(What the task requires) Once you reach the line containing "Identify every instance of the blue" in the data below, restate each line word for word up to and including the one containing "Identify every instance of the person in dark".

---------- Provided information

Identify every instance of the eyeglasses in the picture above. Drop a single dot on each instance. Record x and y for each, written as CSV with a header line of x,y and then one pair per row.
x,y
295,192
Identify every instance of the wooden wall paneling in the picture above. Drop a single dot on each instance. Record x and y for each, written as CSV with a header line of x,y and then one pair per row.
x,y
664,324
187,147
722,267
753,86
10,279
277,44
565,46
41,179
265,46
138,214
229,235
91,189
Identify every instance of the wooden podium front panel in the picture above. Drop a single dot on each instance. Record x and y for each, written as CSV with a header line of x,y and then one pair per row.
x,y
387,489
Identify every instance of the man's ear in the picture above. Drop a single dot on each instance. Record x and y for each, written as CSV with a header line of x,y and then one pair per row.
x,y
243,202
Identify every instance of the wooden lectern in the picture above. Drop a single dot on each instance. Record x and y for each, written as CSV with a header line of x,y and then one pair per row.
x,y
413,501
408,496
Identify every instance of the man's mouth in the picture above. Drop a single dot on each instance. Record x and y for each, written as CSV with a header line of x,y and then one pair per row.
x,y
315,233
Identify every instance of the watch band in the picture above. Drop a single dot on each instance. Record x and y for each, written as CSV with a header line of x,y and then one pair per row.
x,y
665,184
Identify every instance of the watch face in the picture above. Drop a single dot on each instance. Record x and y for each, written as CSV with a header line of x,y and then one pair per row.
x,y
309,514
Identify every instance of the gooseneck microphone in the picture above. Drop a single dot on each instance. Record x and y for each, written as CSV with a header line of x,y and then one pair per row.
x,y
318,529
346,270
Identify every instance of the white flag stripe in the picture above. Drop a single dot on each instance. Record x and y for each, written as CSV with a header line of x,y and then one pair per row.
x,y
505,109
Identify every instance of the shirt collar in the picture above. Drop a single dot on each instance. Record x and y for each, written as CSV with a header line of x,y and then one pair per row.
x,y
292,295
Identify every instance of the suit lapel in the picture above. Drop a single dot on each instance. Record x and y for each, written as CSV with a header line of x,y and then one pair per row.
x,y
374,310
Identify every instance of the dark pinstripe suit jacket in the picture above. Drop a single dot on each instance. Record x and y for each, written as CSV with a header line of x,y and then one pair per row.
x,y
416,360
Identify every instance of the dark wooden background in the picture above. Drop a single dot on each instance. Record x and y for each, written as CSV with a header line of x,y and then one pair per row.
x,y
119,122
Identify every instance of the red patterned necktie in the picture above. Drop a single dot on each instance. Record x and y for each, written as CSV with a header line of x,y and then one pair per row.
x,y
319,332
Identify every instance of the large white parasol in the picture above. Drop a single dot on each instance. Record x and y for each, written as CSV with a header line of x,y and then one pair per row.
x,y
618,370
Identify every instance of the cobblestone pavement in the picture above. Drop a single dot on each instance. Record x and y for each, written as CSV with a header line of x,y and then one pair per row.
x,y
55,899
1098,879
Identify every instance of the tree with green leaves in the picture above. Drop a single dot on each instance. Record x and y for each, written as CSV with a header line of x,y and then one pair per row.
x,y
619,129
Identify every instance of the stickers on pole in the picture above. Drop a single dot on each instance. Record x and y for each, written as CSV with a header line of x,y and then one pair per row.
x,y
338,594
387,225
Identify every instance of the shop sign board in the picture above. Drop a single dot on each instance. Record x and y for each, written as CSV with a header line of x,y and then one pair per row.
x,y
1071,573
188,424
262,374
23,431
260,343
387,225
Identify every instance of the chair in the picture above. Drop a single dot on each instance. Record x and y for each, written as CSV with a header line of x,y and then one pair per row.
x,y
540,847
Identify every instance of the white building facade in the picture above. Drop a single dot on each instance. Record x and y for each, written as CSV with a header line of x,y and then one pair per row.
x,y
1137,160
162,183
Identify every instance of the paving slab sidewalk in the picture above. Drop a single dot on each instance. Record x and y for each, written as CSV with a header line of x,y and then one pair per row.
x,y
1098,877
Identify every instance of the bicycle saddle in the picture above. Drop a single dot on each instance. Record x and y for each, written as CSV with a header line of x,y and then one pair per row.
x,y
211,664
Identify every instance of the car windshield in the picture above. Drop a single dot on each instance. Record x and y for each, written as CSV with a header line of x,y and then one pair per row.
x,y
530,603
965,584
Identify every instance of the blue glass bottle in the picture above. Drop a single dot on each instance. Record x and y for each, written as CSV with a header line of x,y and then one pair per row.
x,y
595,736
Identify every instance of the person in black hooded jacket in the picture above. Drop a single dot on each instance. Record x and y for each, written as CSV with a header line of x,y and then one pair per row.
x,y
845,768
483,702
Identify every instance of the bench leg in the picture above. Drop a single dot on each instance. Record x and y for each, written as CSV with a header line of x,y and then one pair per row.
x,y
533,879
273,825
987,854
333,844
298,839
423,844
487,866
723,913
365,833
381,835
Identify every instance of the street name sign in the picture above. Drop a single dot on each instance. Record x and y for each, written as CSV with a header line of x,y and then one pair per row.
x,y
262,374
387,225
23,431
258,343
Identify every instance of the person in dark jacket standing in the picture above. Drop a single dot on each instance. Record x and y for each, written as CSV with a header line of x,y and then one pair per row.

--------------------
---------- Provided information

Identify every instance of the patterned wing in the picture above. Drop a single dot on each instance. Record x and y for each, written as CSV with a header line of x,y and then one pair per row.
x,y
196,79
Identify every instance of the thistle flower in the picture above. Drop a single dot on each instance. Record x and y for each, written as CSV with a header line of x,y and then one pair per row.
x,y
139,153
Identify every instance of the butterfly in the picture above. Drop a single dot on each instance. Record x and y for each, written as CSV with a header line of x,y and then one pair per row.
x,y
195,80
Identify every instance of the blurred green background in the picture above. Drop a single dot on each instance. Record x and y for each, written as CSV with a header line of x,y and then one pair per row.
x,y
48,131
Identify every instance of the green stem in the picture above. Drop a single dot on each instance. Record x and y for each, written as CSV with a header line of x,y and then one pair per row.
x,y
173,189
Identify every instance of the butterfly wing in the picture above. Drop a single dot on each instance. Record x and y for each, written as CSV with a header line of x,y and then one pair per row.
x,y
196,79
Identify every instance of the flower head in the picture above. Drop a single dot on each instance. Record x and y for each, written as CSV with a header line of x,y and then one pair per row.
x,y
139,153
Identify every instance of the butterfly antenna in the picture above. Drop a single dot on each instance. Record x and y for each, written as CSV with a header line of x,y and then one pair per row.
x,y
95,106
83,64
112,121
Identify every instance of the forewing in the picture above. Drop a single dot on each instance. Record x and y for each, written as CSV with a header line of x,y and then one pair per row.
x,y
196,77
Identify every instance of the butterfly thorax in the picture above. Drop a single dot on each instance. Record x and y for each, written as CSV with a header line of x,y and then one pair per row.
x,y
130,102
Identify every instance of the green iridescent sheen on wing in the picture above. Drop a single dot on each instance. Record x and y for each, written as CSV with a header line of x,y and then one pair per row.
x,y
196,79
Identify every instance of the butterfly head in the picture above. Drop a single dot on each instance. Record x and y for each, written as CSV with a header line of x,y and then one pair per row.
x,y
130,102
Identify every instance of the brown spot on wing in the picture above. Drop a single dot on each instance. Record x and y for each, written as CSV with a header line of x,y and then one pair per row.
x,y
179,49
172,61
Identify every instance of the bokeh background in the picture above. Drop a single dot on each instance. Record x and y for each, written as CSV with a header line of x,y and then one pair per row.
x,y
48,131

--------------------

(Result of this task)
Identify every instance of the blue glass bottle in the picture above. Drop a single dot on each instance. Record x and y for each, written as CSV with a header line of x,y and then one pair per row.
x,y
595,736
Identify every instance of the person in black hooded jacket in the picture above. Drop a single dot on each instance. Record x and y for each, written as CSV with a header line of x,y and then one pair per row.
x,y
845,768
483,702
Identify every instance of the bench leg in the picture above. Drop a single dot on each instance. Record x and y for each, written as CSV with a header line of x,y and then one pair per row.
x,y
533,879
273,825
987,854
333,844
298,839
423,844
487,866
723,913
365,833
381,835
Identify every instance of the street name sign in the picture above. Drop a single dot on each instance. Record x and y for each, written as CSV with a header line of x,y and then one pair per row.
x,y
262,374
387,225
23,431
258,343
Identify every instance of the person in dark jacket standing in the picture above. Drop a single dot on each instance. Record x and y for each, written as CSV with a header line of x,y and then one pair per row.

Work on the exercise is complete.